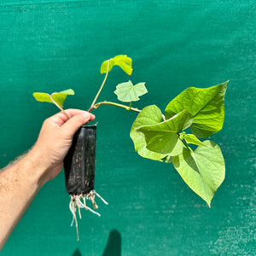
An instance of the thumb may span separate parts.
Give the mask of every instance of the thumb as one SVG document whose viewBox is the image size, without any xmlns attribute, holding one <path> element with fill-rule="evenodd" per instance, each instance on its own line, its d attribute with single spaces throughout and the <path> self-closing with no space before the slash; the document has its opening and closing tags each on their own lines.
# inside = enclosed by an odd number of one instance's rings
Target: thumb
<svg viewBox="0 0 256 256">
<path fill-rule="evenodd" d="M 88 123 L 89 121 L 92 121 L 94 119 L 94 115 L 88 112 L 84 112 L 70 118 L 65 124 L 63 124 L 61 129 L 65 133 L 68 133 L 70 136 L 73 137 L 81 125 Z"/>
</svg>

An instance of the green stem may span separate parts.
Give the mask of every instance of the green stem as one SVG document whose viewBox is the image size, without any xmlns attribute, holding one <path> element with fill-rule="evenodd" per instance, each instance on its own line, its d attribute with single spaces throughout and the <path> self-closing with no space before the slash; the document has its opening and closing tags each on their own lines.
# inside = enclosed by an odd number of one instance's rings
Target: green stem
<svg viewBox="0 0 256 256">
<path fill-rule="evenodd" d="M 192 150 L 192 148 L 189 146 L 189 144 L 185 142 L 185 140 L 182 140 L 182 142 L 183 143 L 183 144 L 185 145 L 185 147 L 186 147 L 188 149 L 189 149 L 191 152 L 194 152 L 194 151 Z"/>
<path fill-rule="evenodd" d="M 108 67 L 107 67 L 107 72 L 106 72 L 106 75 L 105 75 L 105 79 L 102 82 L 102 86 L 100 87 L 96 96 L 95 96 L 91 105 L 90 105 L 90 108 L 88 109 L 88 112 L 90 112 L 93 108 L 95 108 L 95 102 L 96 102 L 100 93 L 102 92 L 102 89 L 103 89 L 103 86 L 105 85 L 105 83 L 106 83 L 106 80 L 107 80 L 107 78 L 108 78 L 108 72 L 109 72 L 109 62 L 110 62 L 110 60 L 108 61 Z"/>
<path fill-rule="evenodd" d="M 111 106 L 122 108 L 126 109 L 126 110 L 131 110 L 131 111 L 135 111 L 135 112 L 141 112 L 141 110 L 138 109 L 138 108 L 131 108 L 131 106 L 125 106 L 125 105 L 123 105 L 123 104 L 119 104 L 119 103 L 111 102 L 102 102 L 96 103 L 93 106 L 93 108 L 98 108 L 101 105 L 111 105 Z"/>
<path fill-rule="evenodd" d="M 67 112 L 53 99 L 53 96 L 56 94 L 56 92 L 54 92 L 52 93 L 50 96 L 49 96 L 49 98 L 50 100 L 52 101 L 52 102 L 59 108 L 61 110 L 61 112 L 68 118 L 70 119 L 69 115 L 67 113 Z"/>
<path fill-rule="evenodd" d="M 130 102 L 130 109 L 131 108 L 131 102 Z"/>
</svg>

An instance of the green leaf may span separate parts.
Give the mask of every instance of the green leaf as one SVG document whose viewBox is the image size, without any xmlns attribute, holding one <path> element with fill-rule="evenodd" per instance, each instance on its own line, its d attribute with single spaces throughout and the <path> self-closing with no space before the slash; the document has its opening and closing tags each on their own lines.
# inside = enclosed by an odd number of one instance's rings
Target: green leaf
<svg viewBox="0 0 256 256">
<path fill-rule="evenodd" d="M 211 141 L 195 152 L 187 148 L 172 163 L 189 187 L 211 207 L 211 201 L 224 179 L 225 165 L 219 147 Z"/>
<path fill-rule="evenodd" d="M 137 131 L 143 133 L 148 149 L 173 156 L 181 154 L 183 149 L 177 132 L 189 127 L 192 121 L 192 114 L 183 110 L 166 121 L 143 125 L 138 127 Z"/>
<path fill-rule="evenodd" d="M 135 151 L 142 157 L 148 158 L 151 160 L 160 160 L 166 155 L 152 152 L 146 148 L 146 141 L 144 136 L 137 131 L 137 128 L 146 125 L 154 125 L 162 121 L 161 111 L 155 105 L 150 105 L 144 108 L 135 119 L 130 136 L 133 141 Z"/>
<path fill-rule="evenodd" d="M 74 95 L 74 91 L 72 89 L 65 90 L 61 92 L 54 92 L 51 95 L 44 92 L 34 92 L 33 96 L 38 102 L 45 102 L 53 103 L 52 99 L 61 108 L 63 107 L 64 102 L 67 95 Z"/>
<path fill-rule="evenodd" d="M 62 108 L 67 95 L 74 95 L 74 91 L 72 89 L 68 89 L 61 92 L 55 92 L 51 96 L 54 101 Z"/>
<path fill-rule="evenodd" d="M 105 73 L 108 71 L 108 62 L 109 61 L 108 72 L 112 69 L 113 66 L 120 67 L 124 72 L 128 75 L 131 75 L 132 67 L 131 67 L 131 59 L 127 55 L 117 55 L 108 61 L 105 61 L 101 67 L 101 73 Z"/>
<path fill-rule="evenodd" d="M 194 134 L 185 134 L 183 136 L 183 138 L 189 144 L 195 144 L 198 146 L 206 147 L 206 145 L 201 143 Z"/>
<path fill-rule="evenodd" d="M 171 118 L 186 109 L 194 116 L 190 128 L 197 137 L 212 135 L 223 126 L 224 101 L 228 83 L 229 81 L 205 89 L 186 89 L 167 105 L 166 117 Z"/>
<path fill-rule="evenodd" d="M 52 103 L 52 101 L 50 100 L 50 96 L 48 93 L 34 92 L 33 96 L 38 102 L 44 102 Z"/>
<path fill-rule="evenodd" d="M 145 83 L 139 83 L 133 85 L 131 81 L 119 84 L 116 86 L 114 93 L 118 99 L 124 102 L 136 102 L 139 100 L 139 96 L 148 92 Z"/>
<path fill-rule="evenodd" d="M 183 150 L 183 143 L 177 133 L 149 131 L 144 127 L 139 128 L 137 131 L 144 134 L 146 147 L 150 151 L 173 156 L 181 154 Z"/>
</svg>

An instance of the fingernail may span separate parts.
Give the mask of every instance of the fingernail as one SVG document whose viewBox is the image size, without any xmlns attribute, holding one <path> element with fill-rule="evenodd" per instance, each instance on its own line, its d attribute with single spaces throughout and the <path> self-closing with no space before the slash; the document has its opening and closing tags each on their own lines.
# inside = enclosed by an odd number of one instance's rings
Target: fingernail
<svg viewBox="0 0 256 256">
<path fill-rule="evenodd" d="M 83 115 L 84 116 L 84 118 L 85 118 L 86 119 L 90 119 L 90 113 L 89 113 L 88 112 L 84 112 L 84 113 L 83 113 Z"/>
</svg>

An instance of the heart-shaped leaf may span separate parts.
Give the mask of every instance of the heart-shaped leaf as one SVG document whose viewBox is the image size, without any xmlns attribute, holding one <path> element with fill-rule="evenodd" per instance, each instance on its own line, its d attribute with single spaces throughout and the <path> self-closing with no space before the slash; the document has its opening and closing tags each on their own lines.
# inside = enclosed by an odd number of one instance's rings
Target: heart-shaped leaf
<svg viewBox="0 0 256 256">
<path fill-rule="evenodd" d="M 183 136 L 183 138 L 188 144 L 195 144 L 206 147 L 206 145 L 202 142 L 201 142 L 194 134 L 185 134 Z"/>
<path fill-rule="evenodd" d="M 193 122 L 192 114 L 183 110 L 174 117 L 164 122 L 143 125 L 137 131 L 143 133 L 147 148 L 162 154 L 177 155 L 183 152 L 183 143 L 177 132 L 188 128 Z"/>
<path fill-rule="evenodd" d="M 195 152 L 187 148 L 172 163 L 189 187 L 211 207 L 211 201 L 224 179 L 225 165 L 219 147 L 211 141 Z"/>
<path fill-rule="evenodd" d="M 139 96 L 147 92 L 145 83 L 139 83 L 133 85 L 131 81 L 118 84 L 114 91 L 118 99 L 124 102 L 137 102 L 139 100 Z"/>
<path fill-rule="evenodd" d="M 137 128 L 146 125 L 154 125 L 162 121 L 161 111 L 155 105 L 150 105 L 144 108 L 135 119 L 130 136 L 133 141 L 135 151 L 142 157 L 149 158 L 151 160 L 160 160 L 165 158 L 166 154 L 152 152 L 146 148 L 146 141 L 144 136 L 137 131 Z"/>
<path fill-rule="evenodd" d="M 128 75 L 131 75 L 132 67 L 131 63 L 132 61 L 127 55 L 117 55 L 108 61 L 105 61 L 101 67 L 101 73 L 105 73 L 108 71 L 108 65 L 109 61 L 108 72 L 112 69 L 113 66 L 120 67 L 124 72 L 125 72 Z"/>
<path fill-rule="evenodd" d="M 166 119 L 186 109 L 194 116 L 190 128 L 197 137 L 207 137 L 220 131 L 224 119 L 224 101 L 228 83 L 206 89 L 186 89 L 167 105 Z"/>
</svg>

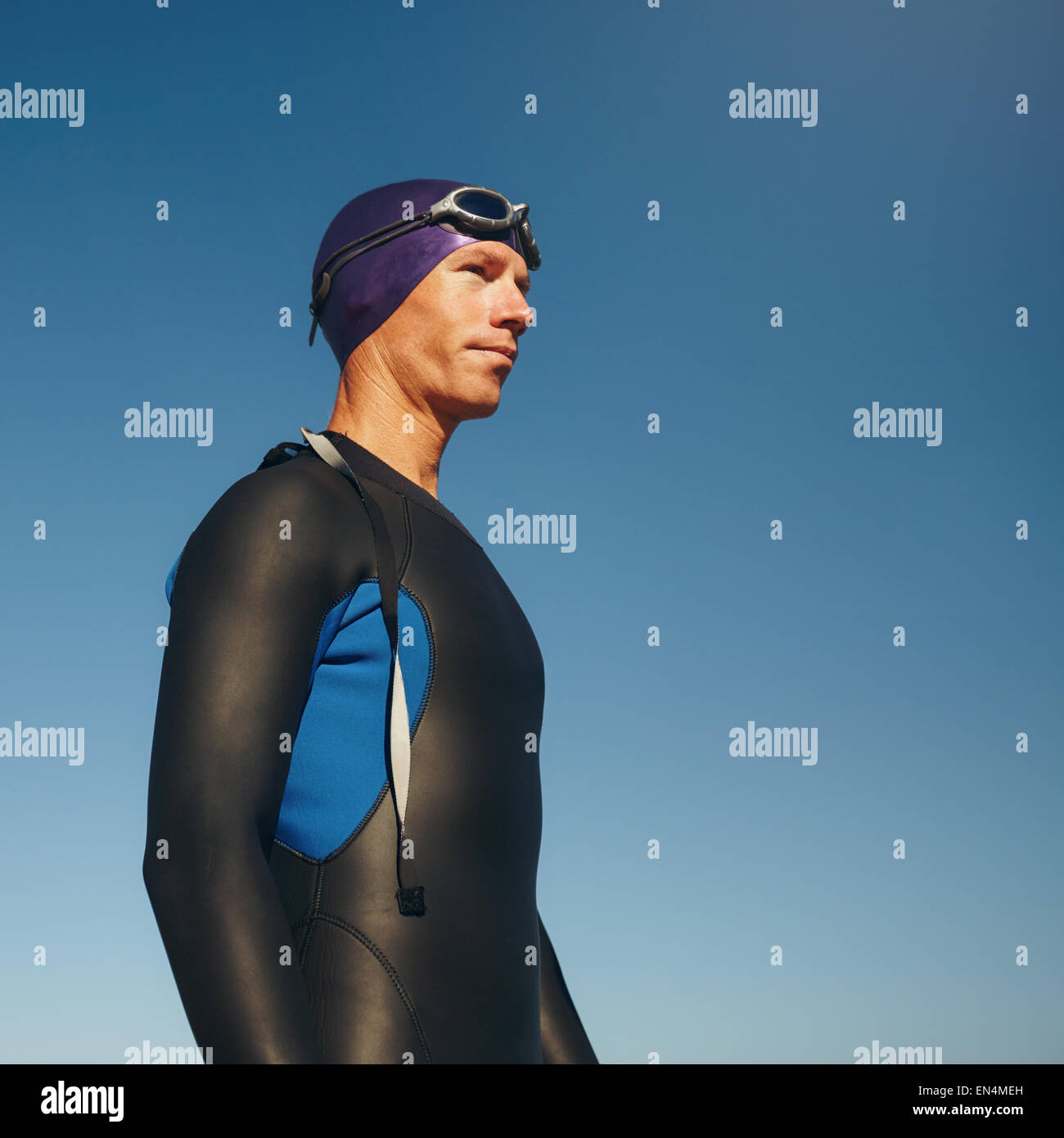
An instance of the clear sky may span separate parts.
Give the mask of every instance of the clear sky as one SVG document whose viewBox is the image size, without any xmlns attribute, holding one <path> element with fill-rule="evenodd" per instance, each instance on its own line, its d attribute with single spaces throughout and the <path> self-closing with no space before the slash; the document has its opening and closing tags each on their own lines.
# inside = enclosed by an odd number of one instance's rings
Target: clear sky
<svg viewBox="0 0 1064 1138">
<path fill-rule="evenodd" d="M 10 6 L 0 86 L 84 121 L 0 118 L 0 728 L 85 742 L 0 757 L 0 1061 L 192 1042 L 140 868 L 164 580 L 327 424 L 314 255 L 409 178 L 527 201 L 543 254 L 439 497 L 545 660 L 538 902 L 599 1057 L 1064 1061 L 1062 32 L 1031 0 Z M 732 117 L 748 83 L 816 124 Z M 145 401 L 212 444 L 127 438 Z M 873 402 L 941 409 L 939 445 L 855 437 Z M 508 508 L 576 550 L 487 545 Z M 729 754 L 749 720 L 816 764 Z"/>
</svg>

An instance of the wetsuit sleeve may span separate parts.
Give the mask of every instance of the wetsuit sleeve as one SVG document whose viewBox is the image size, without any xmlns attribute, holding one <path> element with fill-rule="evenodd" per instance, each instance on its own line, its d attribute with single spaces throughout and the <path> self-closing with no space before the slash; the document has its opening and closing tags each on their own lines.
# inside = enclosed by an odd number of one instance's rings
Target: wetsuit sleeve
<svg viewBox="0 0 1064 1138">
<path fill-rule="evenodd" d="M 336 519 L 313 489 L 278 471 L 238 481 L 189 538 L 171 596 L 143 877 L 215 1063 L 323 1062 L 267 861 L 336 588 L 322 554 Z"/>
<path fill-rule="evenodd" d="M 539 917 L 539 1039 L 544 1063 L 597 1063 Z"/>
</svg>

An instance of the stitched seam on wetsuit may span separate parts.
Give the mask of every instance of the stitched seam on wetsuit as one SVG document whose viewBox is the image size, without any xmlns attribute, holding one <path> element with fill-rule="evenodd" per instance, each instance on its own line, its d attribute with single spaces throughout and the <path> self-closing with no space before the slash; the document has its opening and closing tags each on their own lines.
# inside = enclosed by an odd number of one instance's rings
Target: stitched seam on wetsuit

▶ [What the task requires]
Nothing outside the span should appear: transcribe the lines from the one containing "An instance of the stitched" through the last line of the records.

▶ [Solution for this problem]
An instance of the stitched seam on wetsuit may span separate parts.
Give the mask of every instance of the stitched seam on wetsuit as one SVG document whose viewBox is the image size, without any xmlns attribute, holding one <path> element with fill-rule="evenodd" per instance, each instance on its own line, its d attribute with single spaces throughout and the <path> self-closing with no space before the slash; the document has its opening and closing tags each on their own lines.
# inside = enclosed by an odd number of one instance's rings
Target: stitched seam on wetsuit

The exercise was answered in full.